Material zur Aufgabe ▸
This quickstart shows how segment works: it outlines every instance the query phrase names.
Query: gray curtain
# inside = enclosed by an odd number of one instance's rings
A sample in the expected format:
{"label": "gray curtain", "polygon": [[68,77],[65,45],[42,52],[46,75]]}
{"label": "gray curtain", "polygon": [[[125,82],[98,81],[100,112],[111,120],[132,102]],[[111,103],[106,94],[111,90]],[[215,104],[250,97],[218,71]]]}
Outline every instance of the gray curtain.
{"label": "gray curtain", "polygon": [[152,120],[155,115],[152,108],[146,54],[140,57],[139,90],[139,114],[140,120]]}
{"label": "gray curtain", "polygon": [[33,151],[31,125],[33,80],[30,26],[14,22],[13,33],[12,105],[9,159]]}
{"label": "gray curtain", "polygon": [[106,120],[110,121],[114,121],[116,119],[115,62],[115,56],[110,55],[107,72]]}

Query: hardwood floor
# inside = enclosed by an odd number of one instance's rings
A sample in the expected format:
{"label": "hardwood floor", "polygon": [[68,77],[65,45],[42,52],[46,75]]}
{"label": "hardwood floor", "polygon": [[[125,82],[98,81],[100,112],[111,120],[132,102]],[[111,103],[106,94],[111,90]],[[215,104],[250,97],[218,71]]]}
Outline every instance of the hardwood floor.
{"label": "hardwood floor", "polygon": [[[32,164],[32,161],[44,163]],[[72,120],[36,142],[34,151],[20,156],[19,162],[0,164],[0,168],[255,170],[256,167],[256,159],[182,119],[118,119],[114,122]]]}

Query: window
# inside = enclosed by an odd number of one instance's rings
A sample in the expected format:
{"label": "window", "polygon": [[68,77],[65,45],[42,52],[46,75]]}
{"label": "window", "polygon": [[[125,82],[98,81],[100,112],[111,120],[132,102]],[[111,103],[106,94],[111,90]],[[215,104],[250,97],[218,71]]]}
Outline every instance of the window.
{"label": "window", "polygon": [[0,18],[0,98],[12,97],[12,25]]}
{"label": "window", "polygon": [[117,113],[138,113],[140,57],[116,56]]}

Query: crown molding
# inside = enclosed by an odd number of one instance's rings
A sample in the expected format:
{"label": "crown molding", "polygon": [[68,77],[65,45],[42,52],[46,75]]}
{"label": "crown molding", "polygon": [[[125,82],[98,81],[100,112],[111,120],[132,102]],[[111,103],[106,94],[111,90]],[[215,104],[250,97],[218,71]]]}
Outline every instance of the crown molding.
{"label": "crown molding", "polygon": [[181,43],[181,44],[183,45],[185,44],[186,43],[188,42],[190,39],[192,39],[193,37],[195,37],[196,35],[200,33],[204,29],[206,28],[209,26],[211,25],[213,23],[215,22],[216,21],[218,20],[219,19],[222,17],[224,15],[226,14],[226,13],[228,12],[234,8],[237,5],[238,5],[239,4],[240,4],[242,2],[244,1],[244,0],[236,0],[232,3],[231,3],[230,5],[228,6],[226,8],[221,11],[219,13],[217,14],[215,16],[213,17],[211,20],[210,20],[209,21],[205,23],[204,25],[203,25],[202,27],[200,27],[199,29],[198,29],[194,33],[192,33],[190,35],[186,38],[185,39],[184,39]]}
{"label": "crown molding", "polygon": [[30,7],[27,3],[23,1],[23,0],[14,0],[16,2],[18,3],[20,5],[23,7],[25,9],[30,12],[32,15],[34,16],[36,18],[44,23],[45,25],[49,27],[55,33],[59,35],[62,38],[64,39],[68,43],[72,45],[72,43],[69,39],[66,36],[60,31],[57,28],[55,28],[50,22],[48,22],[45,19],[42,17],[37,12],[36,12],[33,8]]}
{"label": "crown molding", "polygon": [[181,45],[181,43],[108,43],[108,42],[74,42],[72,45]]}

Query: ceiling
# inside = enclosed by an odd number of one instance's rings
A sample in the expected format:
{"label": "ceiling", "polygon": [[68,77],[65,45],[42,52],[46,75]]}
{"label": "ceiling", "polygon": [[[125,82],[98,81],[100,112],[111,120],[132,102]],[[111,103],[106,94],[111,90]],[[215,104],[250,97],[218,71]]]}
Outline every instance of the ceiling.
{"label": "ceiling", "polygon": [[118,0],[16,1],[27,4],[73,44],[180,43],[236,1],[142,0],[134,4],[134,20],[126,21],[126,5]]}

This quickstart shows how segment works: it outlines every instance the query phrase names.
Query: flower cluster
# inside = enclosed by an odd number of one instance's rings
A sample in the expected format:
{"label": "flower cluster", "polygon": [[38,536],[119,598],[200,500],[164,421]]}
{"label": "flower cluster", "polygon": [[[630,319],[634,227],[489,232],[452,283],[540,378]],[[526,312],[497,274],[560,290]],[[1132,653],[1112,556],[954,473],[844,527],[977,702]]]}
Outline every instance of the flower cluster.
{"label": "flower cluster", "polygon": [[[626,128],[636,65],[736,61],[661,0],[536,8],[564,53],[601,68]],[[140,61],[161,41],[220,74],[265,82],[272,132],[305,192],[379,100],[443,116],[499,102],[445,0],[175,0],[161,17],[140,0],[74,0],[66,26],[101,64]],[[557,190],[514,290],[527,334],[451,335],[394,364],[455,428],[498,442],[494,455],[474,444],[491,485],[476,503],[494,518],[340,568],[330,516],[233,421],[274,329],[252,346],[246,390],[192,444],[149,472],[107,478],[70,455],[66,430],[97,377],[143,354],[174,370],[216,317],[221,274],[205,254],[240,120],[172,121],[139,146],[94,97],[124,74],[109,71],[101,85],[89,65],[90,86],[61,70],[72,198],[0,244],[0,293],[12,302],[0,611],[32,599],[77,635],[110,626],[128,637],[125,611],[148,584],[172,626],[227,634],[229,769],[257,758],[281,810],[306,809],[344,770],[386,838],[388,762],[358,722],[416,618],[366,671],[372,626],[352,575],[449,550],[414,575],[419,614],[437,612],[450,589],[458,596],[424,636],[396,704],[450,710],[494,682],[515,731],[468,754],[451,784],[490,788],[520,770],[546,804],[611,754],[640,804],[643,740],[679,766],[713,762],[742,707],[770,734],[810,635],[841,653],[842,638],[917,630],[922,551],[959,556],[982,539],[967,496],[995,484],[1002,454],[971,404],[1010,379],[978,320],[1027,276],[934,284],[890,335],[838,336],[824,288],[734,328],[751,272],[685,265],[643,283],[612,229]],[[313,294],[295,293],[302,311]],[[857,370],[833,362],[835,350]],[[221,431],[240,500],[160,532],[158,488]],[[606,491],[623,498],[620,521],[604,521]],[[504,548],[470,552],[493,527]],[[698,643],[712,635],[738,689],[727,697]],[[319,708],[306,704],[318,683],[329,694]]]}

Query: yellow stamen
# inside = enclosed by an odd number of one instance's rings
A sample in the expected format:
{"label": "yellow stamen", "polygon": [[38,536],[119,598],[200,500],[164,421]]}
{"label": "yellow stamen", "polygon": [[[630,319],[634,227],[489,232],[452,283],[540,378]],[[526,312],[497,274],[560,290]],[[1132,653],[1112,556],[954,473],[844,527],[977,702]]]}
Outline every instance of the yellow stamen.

Gegebene Aufgabe ▸ Überführe die Zeilen aller Einträge oben in eine JSON-Liste von Zeichenketten mit genau einer Zeichenkette pro Zeile. Leerzeilen lässt du dabei weg.

Die Lösung ▸
[
  "This quickstart shows how segment works: it outlines every instance the query phrase names.",
  "Query: gray curtain",
  "# inside = enclosed by an odd number of one instance's rings",
  "A sample in the expected format:",
  "{\"label\": \"gray curtain\", \"polygon\": [[68,77],[65,45],[42,52],[46,75]]}",
  "{\"label\": \"gray curtain\", \"polygon\": [[[125,82],[98,81],[100,112],[111,120],[132,102]],[[111,103],[106,94],[111,90]],[[215,104],[250,97],[218,71]]]}",
  "Outline every instance of the gray curtain.",
  "{\"label\": \"gray curtain\", \"polygon\": [[152,120],[155,115],[152,108],[146,54],[140,57],[139,90],[139,114],[140,120]]}",
  "{\"label\": \"gray curtain\", \"polygon\": [[33,151],[31,125],[33,80],[30,26],[14,22],[13,33],[12,105],[9,159]]}",
  "{\"label\": \"gray curtain\", \"polygon\": [[106,120],[110,121],[114,121],[116,119],[115,62],[115,56],[110,55],[107,72]]}",
  "Query: hardwood floor",
  "# inside = enclosed by an odd number of one instance's rings",
  "A sample in the expected format:",
  "{\"label\": \"hardwood floor\", \"polygon\": [[68,77],[65,45],[42,52],[46,75]]}",
  "{\"label\": \"hardwood floor\", \"polygon\": [[[125,82],[98,81],[100,112],[111,120],[132,102]],[[111,103],[106,94],[111,90]],[[215,104],[250,97],[218,71]]]}",
  "Outline every instance of the hardwood floor.",
  "{\"label\": \"hardwood floor\", \"polygon\": [[[32,164],[32,161],[44,163]],[[72,120],[36,142],[34,151],[20,156],[19,162],[0,164],[0,168],[255,170],[256,167],[256,159],[182,119],[118,119],[114,122]]]}",
  "Query: window",
  "# inside = enclosed by an odd number of one instance's rings",
  "A sample in the expected format:",
  "{\"label\": \"window\", \"polygon\": [[68,77],[65,45],[42,52],[46,75]]}",
  "{\"label\": \"window\", \"polygon\": [[[125,82],[98,81],[100,112],[111,120],[132,102]],[[111,103],[106,94],[111,90]],[[215,104],[250,97],[218,71]]]}",
  "Outline every instance of the window.",
  "{\"label\": \"window\", \"polygon\": [[0,18],[0,98],[12,97],[12,25]]}",
  "{\"label\": \"window\", \"polygon\": [[117,113],[138,113],[140,57],[116,56]]}",
  "Query: crown molding",
  "# inside = enclosed by an odd number of one instance's rings",
  "A sample in the expected format:",
  "{\"label\": \"crown molding\", \"polygon\": [[68,77],[65,45],[42,52],[46,75]]}",
  "{\"label\": \"crown molding\", \"polygon\": [[[125,82],[98,81],[100,112],[111,120],[132,102]],[[111,103],[106,94],[111,90]],[[215,104],[250,97],[218,71]]]}",
  "Outline every instance of the crown molding.",
  "{\"label\": \"crown molding\", \"polygon\": [[181,43],[181,44],[183,45],[185,44],[186,43],[188,42],[190,39],[192,39],[193,37],[195,37],[196,35],[200,33],[204,29],[206,28],[209,26],[211,25],[213,23],[215,22],[216,21],[218,20],[219,19],[222,17],[224,15],[226,14],[226,13],[228,12],[234,8],[237,5],[238,5],[239,4],[240,4],[242,2],[244,1],[244,0],[236,0],[232,3],[231,3],[230,5],[228,6],[226,8],[221,11],[219,13],[217,14],[215,16],[213,17],[211,20],[210,20],[209,21],[205,23],[204,25],[203,25],[202,27],[200,27],[199,29],[198,29],[194,33],[192,33],[190,35],[186,38],[185,39],[184,39]]}",
  "{\"label\": \"crown molding\", \"polygon\": [[30,7],[27,3],[23,1],[23,0],[14,0],[16,2],[18,3],[20,5],[23,7],[25,9],[30,12],[32,15],[34,16],[36,18],[44,23],[45,25],[49,27],[55,33],[59,35],[62,38],[64,39],[68,43],[72,45],[72,43],[69,39],[66,36],[60,31],[57,28],[55,28],[50,22],[48,22],[45,19],[42,17],[37,12],[36,12],[33,8]]}",
  "{\"label\": \"crown molding\", \"polygon\": [[181,45],[181,43],[108,43],[108,42],[74,42],[72,45]]}",
  "Query: ceiling",
  "# inside = enclosed by an odd number of one instance's rings",
  "A sample in the expected format:",
  "{\"label\": \"ceiling\", \"polygon\": [[68,77],[65,45],[42,52],[46,75]]}",
  "{\"label\": \"ceiling\", \"polygon\": [[[125,82],[98,81],[100,112],[111,120],[132,102]],[[111,103],[106,94],[111,90]],[[215,104],[250,97],[218,71]]]}",
  "Outline every instance of the ceiling.",
  "{\"label\": \"ceiling\", \"polygon\": [[118,0],[16,1],[27,4],[73,44],[180,43],[236,1],[142,0],[134,4],[134,20],[126,21],[126,5]]}",
  "This quickstart shows how segment works: it outlines every instance the query phrase names.",
  "Query: flower cluster",
  "# inside = enclosed by an odd number of one instance's rings",
  "A sample in the expected format:",
  "{\"label\": \"flower cluster\", \"polygon\": [[38,536],[119,598],[200,500],[164,421]]}",
  "{\"label\": \"flower cluster\", \"polygon\": [[[630,319],[634,227],[489,232],[452,283],[540,378]],[[526,312],[497,274],[560,290]],[[1132,653],[1112,556],[954,473],[844,527],[977,702]]]}",
  "Outline every instance of the flower cluster.",
  "{\"label\": \"flower cluster\", \"polygon\": [[[626,128],[636,65],[736,61],[661,0],[536,8],[564,53],[601,68]],[[140,61],[161,41],[220,74],[265,82],[272,132],[305,192],[379,100],[443,116],[499,102],[445,0],[175,0],[161,17],[140,0],[74,0],[66,26],[101,64]],[[557,190],[514,290],[527,334],[451,335],[394,364],[455,428],[498,442],[494,455],[474,444],[491,485],[476,503],[494,518],[340,568],[330,516],[233,421],[274,329],[252,346],[246,390],[192,444],[149,472],[107,478],[70,455],[66,430],[97,377],[143,354],[174,370],[216,317],[221,274],[205,254],[240,120],[172,121],[139,146],[94,97],[124,74],[109,71],[101,85],[89,65],[90,86],[61,70],[72,198],[0,244],[0,293],[12,302],[0,611],[32,599],[77,635],[110,626],[128,637],[125,611],[148,584],[172,626],[227,634],[229,769],[257,758],[281,810],[306,809],[344,770],[386,838],[388,762],[358,722],[416,618],[366,671],[372,626],[352,575],[449,550],[414,575],[419,614],[437,612],[450,589],[458,596],[424,636],[396,704],[450,710],[494,682],[515,731],[468,754],[451,784],[490,788],[520,770],[546,804],[611,754],[640,804],[643,740],[679,766],[713,762],[742,707],[770,734],[810,635],[841,653],[842,638],[917,630],[922,551],[959,556],[982,539],[967,496],[995,484],[1002,454],[971,404],[1010,379],[978,320],[1027,276],[934,284],[890,335],[838,336],[824,288],[734,328],[751,272],[685,265],[643,283],[612,229]],[[313,294],[295,293],[302,311]],[[857,370],[833,362],[835,350]],[[221,431],[240,500],[160,532],[158,488]],[[606,491],[623,498],[620,521],[604,521]],[[504,548],[470,552],[493,527]],[[698,643],[712,635],[738,689],[727,697]],[[319,708],[306,704],[318,683],[329,694]]]}",
  "Query: yellow stamen",
  "# inside = enclosed by an odd number of one instance's rings",
  "A sample in the expected format:",
  "{\"label\": \"yellow stamen\", \"polygon\": [[38,536],[119,598],[200,500],[164,421]]}",
  "{\"label\": \"yellow stamen\", \"polygon\": [[[630,319],[634,227],[489,232],[452,283],[540,378]],[[526,312],[497,274],[560,290]],[[1132,653],[1112,556],[954,473],[844,527],[977,702]]]}",
  "Outline every instance of the yellow stamen."
]